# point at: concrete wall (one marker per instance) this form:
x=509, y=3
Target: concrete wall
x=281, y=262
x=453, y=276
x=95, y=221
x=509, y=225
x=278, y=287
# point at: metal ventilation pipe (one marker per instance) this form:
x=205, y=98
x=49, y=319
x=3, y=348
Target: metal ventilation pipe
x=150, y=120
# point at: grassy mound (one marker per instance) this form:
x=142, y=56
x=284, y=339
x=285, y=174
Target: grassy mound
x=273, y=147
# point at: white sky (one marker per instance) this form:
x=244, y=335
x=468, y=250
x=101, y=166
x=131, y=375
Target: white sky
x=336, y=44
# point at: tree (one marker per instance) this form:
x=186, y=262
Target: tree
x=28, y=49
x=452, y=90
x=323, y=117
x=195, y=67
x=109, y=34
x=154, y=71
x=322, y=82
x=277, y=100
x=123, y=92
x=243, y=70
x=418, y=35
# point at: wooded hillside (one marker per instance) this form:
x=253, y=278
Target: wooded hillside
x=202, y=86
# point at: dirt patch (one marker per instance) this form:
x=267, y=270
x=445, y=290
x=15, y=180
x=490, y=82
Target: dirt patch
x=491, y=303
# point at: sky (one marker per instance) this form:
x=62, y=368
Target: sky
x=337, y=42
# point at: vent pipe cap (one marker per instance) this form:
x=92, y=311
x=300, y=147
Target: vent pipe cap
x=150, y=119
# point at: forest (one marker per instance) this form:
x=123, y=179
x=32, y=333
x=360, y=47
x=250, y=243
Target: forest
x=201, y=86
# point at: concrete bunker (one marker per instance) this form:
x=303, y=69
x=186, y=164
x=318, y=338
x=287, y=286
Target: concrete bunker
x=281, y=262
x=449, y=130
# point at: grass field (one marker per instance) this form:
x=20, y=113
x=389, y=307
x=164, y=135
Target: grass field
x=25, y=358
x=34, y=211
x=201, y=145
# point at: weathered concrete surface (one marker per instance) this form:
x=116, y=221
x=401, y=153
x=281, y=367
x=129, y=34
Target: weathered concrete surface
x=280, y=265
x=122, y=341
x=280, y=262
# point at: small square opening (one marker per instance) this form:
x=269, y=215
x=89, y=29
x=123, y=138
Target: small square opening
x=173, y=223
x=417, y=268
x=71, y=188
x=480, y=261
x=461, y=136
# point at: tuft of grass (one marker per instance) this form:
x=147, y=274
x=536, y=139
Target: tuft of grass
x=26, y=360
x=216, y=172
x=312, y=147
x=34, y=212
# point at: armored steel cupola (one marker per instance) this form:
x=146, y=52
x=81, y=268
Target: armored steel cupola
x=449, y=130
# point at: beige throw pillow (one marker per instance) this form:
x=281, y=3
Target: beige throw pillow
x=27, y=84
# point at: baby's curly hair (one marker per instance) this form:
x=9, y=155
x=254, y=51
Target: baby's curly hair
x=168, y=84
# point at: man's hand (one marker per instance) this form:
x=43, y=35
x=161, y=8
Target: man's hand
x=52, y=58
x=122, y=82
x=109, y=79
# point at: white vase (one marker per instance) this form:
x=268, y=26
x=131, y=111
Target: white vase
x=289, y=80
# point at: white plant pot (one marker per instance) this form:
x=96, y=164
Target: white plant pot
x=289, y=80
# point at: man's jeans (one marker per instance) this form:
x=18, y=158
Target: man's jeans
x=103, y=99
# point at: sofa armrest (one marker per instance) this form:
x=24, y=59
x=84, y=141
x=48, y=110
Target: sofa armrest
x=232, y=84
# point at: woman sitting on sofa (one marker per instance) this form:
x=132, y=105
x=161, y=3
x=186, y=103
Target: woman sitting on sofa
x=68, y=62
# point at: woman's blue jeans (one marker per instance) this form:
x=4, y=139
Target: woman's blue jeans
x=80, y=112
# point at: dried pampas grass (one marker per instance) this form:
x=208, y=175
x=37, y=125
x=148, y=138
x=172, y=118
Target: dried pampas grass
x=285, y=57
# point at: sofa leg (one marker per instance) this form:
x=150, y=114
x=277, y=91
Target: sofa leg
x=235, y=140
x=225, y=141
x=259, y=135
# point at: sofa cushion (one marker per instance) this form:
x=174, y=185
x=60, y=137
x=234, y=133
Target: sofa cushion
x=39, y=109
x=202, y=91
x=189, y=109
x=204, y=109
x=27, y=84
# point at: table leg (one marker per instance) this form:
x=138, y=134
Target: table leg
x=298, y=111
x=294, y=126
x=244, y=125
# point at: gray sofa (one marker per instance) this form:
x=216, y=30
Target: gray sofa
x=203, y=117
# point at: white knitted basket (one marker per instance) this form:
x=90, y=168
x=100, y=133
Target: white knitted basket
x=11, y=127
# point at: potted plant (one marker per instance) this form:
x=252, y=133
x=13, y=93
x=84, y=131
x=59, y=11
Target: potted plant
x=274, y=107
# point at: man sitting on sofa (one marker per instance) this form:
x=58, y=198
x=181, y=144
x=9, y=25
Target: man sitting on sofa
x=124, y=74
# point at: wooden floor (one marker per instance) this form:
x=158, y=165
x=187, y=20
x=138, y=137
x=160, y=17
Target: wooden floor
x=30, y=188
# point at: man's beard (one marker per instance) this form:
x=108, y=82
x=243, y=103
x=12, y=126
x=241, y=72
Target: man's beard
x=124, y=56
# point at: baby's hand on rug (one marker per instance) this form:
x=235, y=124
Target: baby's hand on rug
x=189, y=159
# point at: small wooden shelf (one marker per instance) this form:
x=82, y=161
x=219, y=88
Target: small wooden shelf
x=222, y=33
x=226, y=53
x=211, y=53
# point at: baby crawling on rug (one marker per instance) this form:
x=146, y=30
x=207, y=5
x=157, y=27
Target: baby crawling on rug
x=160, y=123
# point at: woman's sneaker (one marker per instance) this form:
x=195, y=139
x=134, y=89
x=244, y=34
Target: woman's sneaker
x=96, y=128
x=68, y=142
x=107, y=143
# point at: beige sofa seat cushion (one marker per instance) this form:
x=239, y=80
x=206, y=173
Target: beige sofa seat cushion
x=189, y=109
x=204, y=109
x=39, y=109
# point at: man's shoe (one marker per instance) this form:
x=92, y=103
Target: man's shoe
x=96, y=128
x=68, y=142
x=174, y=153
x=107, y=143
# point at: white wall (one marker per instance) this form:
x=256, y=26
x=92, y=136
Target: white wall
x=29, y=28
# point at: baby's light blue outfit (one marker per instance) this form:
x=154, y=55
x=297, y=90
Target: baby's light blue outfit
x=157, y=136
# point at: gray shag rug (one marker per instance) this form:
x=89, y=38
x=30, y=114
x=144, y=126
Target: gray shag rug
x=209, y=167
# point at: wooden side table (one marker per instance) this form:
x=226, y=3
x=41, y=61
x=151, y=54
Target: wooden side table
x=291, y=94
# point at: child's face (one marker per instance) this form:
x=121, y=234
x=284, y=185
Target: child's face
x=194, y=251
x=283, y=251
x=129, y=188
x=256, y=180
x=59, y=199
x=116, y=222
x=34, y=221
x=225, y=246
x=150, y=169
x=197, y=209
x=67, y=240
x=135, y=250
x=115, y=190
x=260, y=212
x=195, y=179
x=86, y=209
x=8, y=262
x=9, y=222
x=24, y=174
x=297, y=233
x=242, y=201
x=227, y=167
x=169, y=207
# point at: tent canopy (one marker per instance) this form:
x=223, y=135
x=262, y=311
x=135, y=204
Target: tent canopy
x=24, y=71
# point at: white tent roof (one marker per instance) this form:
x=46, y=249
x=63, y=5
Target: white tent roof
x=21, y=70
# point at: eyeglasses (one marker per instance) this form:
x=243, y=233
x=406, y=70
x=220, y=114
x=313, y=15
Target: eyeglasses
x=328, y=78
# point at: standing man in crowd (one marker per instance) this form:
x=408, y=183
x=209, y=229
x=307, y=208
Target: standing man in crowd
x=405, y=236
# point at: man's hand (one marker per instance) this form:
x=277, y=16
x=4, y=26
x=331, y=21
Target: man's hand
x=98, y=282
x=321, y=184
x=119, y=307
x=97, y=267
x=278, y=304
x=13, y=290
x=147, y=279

* _Request_: Arrange the lines as a Markdown table with the columns Number and Line, leaving out any blank lines. Begin at the line that has "# point at: woman's blue" and stop after the line that has "x=30, y=188", both included.

* _Result of this task_:
| Number | Line |
|---|---|
| 1 | # point at: woman's blue jeans (one marker per instance) this form: |
| 2 | x=4, y=139 |
| 3 | Target: woman's blue jeans |
| 4 | x=80, y=112 |
| 5 | # point at: dried pampas grass (one marker per instance) this form: |
| 6 | x=208, y=175 |
| 7 | x=37, y=125 |
| 8 | x=148, y=138 |
| 9 | x=172, y=118 |
| 10 | Target: dried pampas grass |
| 11 | x=285, y=57 |
| 12 | # point at: sofa leg (one marker per instance) this form: |
| 13 | x=150, y=114 |
| 14 | x=277, y=91 |
| 15 | Target: sofa leg |
| 16 | x=235, y=140 |
| 17 | x=225, y=141 |
| 18 | x=259, y=135 |
| 19 | # point at: sofa cushion (one marker per instance) this form: |
| 20 | x=174, y=185 |
| 21 | x=60, y=137 |
| 22 | x=234, y=133 |
| 23 | Target: sofa cushion |
| 24 | x=39, y=109 |
| 25 | x=202, y=91 |
| 26 | x=189, y=109 |
| 27 | x=204, y=109 |
| 28 | x=27, y=84 |
| 29 | # point at: table leg (one marker per instance) this form: |
| 30 | x=138, y=134 |
| 31 | Target: table leg |
| 32 | x=298, y=111 |
| 33 | x=294, y=126 |
| 34 | x=244, y=125 |
| 35 | # point at: gray sofa (one marker per instance) this form: |
| 36 | x=216, y=30 |
| 37 | Target: gray sofa |
| 38 | x=203, y=117 |
| 39 | # point at: white knitted basket (one marker per instance) this form: |
| 40 | x=90, y=168 |
| 41 | x=100, y=133 |
| 42 | Target: white knitted basket |
| 43 | x=11, y=127 |
| 44 | # point at: potted plant (one marker per instance) this form: |
| 45 | x=252, y=133 |
| 46 | x=13, y=93 |
| 47 | x=84, y=131 |
| 48 | x=59, y=11 |
| 49 | Target: potted plant |
| 50 | x=274, y=107 |
| 51 | # point at: man sitting on sofa (one marker per instance) this form: |
| 52 | x=58, y=198 |
| 53 | x=181, y=144 |
| 54 | x=9, y=25 |
| 55 | Target: man sitting on sofa |
| 56 | x=124, y=74 |
| 57 | # point at: wooden floor (one marker per instance) this form: |
| 58 | x=158, y=165 |
| 59 | x=187, y=20 |
| 60 | x=138, y=137 |
| 61 | x=160, y=17 |
| 62 | Target: wooden floor |
| 63 | x=30, y=188 |